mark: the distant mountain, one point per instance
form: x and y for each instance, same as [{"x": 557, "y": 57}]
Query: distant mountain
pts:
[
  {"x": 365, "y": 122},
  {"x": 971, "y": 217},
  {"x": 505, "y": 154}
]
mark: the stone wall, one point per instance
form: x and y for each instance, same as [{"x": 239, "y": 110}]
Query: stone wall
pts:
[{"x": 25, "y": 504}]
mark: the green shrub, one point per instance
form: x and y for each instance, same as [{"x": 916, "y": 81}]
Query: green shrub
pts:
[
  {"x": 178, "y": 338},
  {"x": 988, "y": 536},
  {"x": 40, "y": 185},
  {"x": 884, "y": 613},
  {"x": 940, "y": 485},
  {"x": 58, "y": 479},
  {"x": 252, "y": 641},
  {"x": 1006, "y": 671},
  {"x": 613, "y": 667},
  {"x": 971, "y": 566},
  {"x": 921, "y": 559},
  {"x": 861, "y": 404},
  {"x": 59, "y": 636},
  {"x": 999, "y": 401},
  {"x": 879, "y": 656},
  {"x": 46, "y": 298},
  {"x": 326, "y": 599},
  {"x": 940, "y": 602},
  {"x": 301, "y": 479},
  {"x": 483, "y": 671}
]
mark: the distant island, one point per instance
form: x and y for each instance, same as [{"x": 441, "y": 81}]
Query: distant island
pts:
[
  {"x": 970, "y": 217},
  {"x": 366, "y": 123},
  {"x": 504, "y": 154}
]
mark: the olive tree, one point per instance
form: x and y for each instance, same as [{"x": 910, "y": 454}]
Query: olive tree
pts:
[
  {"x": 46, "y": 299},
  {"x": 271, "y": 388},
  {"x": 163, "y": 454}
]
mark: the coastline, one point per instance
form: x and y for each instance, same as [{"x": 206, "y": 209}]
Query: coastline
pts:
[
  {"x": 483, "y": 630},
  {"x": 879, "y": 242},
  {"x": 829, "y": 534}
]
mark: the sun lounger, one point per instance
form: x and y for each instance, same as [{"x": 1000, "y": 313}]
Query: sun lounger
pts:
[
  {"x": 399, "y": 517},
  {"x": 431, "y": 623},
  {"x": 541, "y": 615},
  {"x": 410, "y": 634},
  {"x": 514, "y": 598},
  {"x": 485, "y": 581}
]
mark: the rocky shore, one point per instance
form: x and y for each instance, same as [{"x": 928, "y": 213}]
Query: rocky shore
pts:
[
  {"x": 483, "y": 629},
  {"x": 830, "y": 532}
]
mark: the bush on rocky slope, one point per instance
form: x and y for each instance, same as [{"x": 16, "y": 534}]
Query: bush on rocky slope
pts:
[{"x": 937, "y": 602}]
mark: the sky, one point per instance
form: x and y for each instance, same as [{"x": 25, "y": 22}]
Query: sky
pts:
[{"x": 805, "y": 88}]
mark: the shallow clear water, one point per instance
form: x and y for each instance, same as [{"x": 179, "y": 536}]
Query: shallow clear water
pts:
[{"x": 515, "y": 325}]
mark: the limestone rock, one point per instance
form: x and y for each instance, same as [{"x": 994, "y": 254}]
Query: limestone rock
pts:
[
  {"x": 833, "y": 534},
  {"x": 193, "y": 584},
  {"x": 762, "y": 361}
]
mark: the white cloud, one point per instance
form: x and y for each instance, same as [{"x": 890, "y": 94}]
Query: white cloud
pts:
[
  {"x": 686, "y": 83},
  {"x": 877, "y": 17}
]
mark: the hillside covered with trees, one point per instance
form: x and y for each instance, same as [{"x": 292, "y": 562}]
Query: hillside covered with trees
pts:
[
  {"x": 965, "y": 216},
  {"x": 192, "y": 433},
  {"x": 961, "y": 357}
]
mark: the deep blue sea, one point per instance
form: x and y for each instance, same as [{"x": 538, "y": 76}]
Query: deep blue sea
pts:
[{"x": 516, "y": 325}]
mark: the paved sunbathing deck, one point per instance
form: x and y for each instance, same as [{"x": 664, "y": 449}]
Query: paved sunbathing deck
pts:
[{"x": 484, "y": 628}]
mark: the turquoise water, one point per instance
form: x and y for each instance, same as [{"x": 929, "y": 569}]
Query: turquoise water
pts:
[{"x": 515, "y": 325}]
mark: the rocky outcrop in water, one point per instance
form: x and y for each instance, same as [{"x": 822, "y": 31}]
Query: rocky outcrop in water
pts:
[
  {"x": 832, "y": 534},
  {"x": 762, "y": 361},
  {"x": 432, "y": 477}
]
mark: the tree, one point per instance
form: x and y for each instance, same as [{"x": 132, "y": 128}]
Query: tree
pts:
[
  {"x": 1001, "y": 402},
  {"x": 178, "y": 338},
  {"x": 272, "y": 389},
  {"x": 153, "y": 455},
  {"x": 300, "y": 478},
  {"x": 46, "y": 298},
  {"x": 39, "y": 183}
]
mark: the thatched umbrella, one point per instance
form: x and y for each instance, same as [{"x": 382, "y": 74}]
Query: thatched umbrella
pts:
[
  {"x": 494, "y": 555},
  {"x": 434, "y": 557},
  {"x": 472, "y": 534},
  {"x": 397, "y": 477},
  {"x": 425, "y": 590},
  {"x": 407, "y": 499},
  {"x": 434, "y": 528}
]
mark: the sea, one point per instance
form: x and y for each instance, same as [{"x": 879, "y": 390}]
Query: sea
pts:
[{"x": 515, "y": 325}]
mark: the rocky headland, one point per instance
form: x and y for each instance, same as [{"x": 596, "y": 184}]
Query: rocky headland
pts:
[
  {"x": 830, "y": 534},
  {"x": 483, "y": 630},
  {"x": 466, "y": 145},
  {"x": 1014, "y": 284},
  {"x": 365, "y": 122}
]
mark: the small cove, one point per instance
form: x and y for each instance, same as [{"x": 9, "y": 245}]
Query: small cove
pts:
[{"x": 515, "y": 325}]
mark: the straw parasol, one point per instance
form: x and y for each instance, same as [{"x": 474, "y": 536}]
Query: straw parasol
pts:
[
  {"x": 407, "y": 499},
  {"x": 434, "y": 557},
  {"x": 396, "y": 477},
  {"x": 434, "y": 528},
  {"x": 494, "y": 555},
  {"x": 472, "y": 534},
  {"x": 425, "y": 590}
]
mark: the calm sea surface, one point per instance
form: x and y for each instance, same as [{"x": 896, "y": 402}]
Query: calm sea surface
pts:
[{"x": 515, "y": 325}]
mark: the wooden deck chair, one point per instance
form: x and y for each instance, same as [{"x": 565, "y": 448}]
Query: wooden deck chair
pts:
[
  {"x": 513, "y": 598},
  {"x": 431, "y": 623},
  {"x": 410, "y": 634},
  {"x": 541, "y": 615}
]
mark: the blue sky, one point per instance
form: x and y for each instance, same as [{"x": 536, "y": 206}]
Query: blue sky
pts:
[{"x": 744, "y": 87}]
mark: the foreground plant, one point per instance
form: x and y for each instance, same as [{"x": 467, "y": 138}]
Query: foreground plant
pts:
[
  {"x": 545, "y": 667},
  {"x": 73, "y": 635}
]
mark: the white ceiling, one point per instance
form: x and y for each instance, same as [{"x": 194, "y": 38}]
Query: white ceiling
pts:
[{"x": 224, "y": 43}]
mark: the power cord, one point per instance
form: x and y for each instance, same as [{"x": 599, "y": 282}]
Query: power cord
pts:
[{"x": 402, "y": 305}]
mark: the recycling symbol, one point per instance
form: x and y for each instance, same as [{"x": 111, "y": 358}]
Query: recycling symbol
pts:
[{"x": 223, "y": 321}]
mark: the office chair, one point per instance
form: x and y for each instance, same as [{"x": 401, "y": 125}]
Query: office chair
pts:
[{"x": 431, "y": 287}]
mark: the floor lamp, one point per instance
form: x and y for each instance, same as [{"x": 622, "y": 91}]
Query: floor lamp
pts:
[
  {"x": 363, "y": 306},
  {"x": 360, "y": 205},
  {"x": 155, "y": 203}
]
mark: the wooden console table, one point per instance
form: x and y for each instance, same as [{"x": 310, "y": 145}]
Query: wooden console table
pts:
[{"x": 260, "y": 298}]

----

--- TO DO ---
Set down exactly what runs from the line with "mark: the calm" to the last line of the data above, including both of those lines and no others.

--- EXERCISE RESULT ---
mark: the calm sea surface, one point per instance
form: x and y for each instance, same as [{"x": 896, "y": 402}]
Query: calm sea surface
pts:
[{"x": 515, "y": 325}]
mark: the wooden deck chair, one point per instance
form: x and y for each instance, same as [{"x": 565, "y": 448}]
Query: wooden deck chair
pts:
[
  {"x": 513, "y": 598},
  {"x": 431, "y": 623},
  {"x": 410, "y": 634},
  {"x": 541, "y": 615}
]
mark: the blue sky, one point per instance
form: x and y for each instance, same as [{"x": 536, "y": 206}]
Query: blue sky
pts:
[{"x": 744, "y": 87}]
mark: the foreground plant, one point per instance
form: x and y for each instance, same as [{"x": 467, "y": 138}]
Query: foreground plant
pts:
[
  {"x": 545, "y": 667},
  {"x": 73, "y": 635}
]
mark: the white ceiling, one point per instance
form: x and y for each instance, same as [{"x": 194, "y": 38}]
Query: white ceiling
pts:
[{"x": 224, "y": 43}]
mark: the power cord, one point per instance
form: x and y for each instance, same as [{"x": 599, "y": 282}]
Query: power cord
pts:
[{"x": 402, "y": 305}]
mark: the recycling symbol, one point per instance
form: x and y for each instance, same as [{"x": 111, "y": 358}]
Query: recycling symbol
pts:
[{"x": 223, "y": 321}]
mark: the office chair, one point per instance
form: x and y for each instance, same as [{"x": 401, "y": 125}]
Query: office chair
pts:
[{"x": 431, "y": 287}]
mark: the floor lamp, one point per instance
form: x and y for each instance, same as [{"x": 622, "y": 91}]
Query: floor lamp
pts:
[
  {"x": 363, "y": 306},
  {"x": 360, "y": 205},
  {"x": 155, "y": 203}
]
mark: the wooden console table, one point per instance
form: x and y for each instance, same as [{"x": 310, "y": 145}]
Query: wooden console table
pts:
[{"x": 260, "y": 298}]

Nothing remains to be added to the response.